▸ WHAT YOU ARE ASKED TO DO
Reproduce all of the data that follows, character for character.

▸ RAW RECORDS

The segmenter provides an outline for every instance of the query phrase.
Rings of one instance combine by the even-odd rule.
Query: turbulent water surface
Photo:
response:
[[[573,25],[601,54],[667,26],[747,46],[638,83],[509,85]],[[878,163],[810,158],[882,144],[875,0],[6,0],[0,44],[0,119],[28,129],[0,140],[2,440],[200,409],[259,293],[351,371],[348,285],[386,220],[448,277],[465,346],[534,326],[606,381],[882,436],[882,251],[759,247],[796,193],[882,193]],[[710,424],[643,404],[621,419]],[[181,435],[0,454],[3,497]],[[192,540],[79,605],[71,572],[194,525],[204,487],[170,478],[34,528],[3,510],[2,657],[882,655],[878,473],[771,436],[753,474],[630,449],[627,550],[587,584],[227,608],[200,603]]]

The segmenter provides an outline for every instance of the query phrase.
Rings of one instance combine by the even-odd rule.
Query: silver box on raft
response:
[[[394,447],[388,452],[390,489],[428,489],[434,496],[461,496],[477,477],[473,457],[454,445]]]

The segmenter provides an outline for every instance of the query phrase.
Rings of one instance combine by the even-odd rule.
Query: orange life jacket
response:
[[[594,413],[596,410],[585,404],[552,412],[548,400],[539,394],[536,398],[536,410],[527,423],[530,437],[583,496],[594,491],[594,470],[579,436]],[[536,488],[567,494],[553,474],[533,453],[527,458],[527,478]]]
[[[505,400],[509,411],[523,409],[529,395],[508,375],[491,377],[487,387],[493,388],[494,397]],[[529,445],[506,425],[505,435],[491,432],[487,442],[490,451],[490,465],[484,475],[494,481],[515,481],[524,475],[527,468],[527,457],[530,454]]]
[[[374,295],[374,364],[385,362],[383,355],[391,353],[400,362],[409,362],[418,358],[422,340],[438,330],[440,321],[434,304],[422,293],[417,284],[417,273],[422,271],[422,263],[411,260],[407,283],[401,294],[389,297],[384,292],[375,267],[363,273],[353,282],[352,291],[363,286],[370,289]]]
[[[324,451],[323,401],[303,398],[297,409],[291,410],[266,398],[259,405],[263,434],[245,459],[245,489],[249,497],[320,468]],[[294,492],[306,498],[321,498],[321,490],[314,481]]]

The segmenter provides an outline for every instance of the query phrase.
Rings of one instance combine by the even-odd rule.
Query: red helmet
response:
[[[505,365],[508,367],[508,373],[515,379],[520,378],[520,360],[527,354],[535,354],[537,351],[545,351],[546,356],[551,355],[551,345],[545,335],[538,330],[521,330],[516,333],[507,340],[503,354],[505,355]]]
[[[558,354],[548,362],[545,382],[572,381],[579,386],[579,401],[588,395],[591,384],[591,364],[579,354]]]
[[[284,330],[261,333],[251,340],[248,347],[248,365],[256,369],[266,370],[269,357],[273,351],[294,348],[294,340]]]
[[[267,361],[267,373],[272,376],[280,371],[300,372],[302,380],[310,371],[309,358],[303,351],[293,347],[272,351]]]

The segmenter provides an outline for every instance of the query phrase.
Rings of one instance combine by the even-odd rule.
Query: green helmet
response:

▸ OUTPUT BELOW
The segmenter provides an outline for every instance of the query phrase.
Rings of one instance combine by the even-odd rule.
Query: turbulent water surface
Photo:
response:
[[[573,25],[601,54],[667,26],[747,46],[638,83],[509,85]],[[878,163],[810,158],[882,144],[875,0],[6,0],[0,44],[0,119],[28,129],[0,140],[2,440],[200,409],[259,293],[351,371],[348,285],[386,220],[448,277],[465,346],[534,326],[606,381],[882,436],[882,251],[759,247],[796,193],[882,193]],[[710,424],[643,404],[621,419]],[[181,435],[0,454],[3,497]],[[192,540],[79,605],[71,572],[194,525],[204,487],[170,478],[34,528],[3,510],[2,657],[882,655],[878,473],[771,436],[753,474],[630,449],[627,550],[587,584],[227,608],[200,603]]]

The segmenter provides an outline for every instance of the query phrase.
Rings of one instance combine by the even-odd rule.
Query: silver box on raft
response:
[[[394,447],[388,452],[390,489],[428,489],[434,496],[461,496],[477,477],[473,457],[454,445]]]

The segmenter provides an outline for every instance of the query phrase.
Rings of one instance combine by the even-odd rule.
Query: orange life jacket
response:
[[[594,413],[596,410],[585,404],[552,412],[548,400],[539,394],[536,398],[536,410],[527,423],[530,437],[583,496],[594,491],[594,470],[579,436]],[[536,488],[567,494],[553,474],[533,453],[527,458],[527,478]]]
[[[505,400],[509,411],[523,409],[529,395],[508,375],[491,377],[487,387],[493,388],[494,397]],[[529,445],[506,425],[505,435],[491,432],[487,442],[490,451],[490,465],[484,475],[494,481],[515,481],[524,475],[527,468],[527,457],[530,454]]]
[[[374,295],[374,364],[385,362],[383,355],[391,353],[400,362],[409,362],[418,358],[422,340],[438,330],[440,321],[434,304],[422,293],[417,284],[417,273],[422,271],[422,263],[411,260],[407,283],[401,294],[389,297],[384,292],[375,267],[363,273],[353,282],[352,291],[363,286],[370,289]]]
[[[324,451],[323,401],[303,398],[297,409],[291,410],[266,398],[259,405],[263,434],[245,459],[245,489],[249,497],[320,468]],[[294,492],[306,498],[321,498],[321,490],[314,481]]]

The segmenter provides an outline for every instance of the query phrase.
Rings of one instance combine by the even-odd rule.
Query: red helmet
response:
[[[505,365],[508,367],[508,373],[515,379],[520,378],[520,360],[527,354],[535,354],[537,351],[545,351],[546,356],[551,355],[551,345],[545,335],[538,330],[521,330],[516,333],[507,340],[503,354],[505,355]]]
[[[558,354],[548,362],[545,382],[572,381],[579,386],[579,401],[588,395],[591,384],[591,364],[579,354]]]
[[[284,330],[261,333],[251,340],[248,347],[248,365],[256,369],[266,370],[269,357],[273,351],[294,348],[294,340]]]
[[[267,361],[267,373],[272,376],[280,371],[300,372],[302,380],[310,371],[309,358],[303,351],[293,347],[272,351]]]

The segmenter provides an outline for every instance of the query phrase.
Rings of one instance combine by the even-odd rule.
Query: green helmet
response:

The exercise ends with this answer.